■ What the task asks
Convert the listing below into a Markdown table with the columns "No." and "Text," one numbered row per line, skipping blank lines. Leave the pictures out of your table.

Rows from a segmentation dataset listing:
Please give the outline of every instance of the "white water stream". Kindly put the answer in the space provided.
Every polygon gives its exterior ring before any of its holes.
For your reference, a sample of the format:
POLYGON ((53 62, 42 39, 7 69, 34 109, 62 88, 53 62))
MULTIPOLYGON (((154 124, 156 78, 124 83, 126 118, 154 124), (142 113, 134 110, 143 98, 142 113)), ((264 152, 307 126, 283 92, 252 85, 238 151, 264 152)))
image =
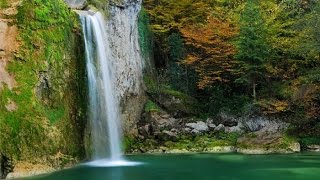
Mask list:
POLYGON ((80 12, 89 87, 89 119, 94 160, 121 161, 119 102, 112 78, 112 54, 101 13, 80 12))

■ Result of the exercise
| No. | Text |
|---|---|
| 1 | Please give the outline of every instance of the "white water stream". Kindly put the answer in the space provided. |
| 2 | Every polygon gives its exterior ring before any of its holes. |
| 3 | For your reference, a sample of the format: |
| 4 | POLYGON ((53 62, 42 39, 7 69, 34 109, 62 88, 53 62)) |
| 5 | MULTIPOLYGON (((154 124, 156 78, 124 83, 126 118, 154 124), (142 113, 134 110, 143 98, 142 113)), ((264 152, 307 126, 283 92, 252 85, 238 151, 264 152))) |
| 6 | image = |
| 7 | Mask list: |
| 8 | POLYGON ((80 12, 89 87, 89 119, 94 160, 121 161, 119 102, 112 78, 112 54, 101 13, 80 12)) |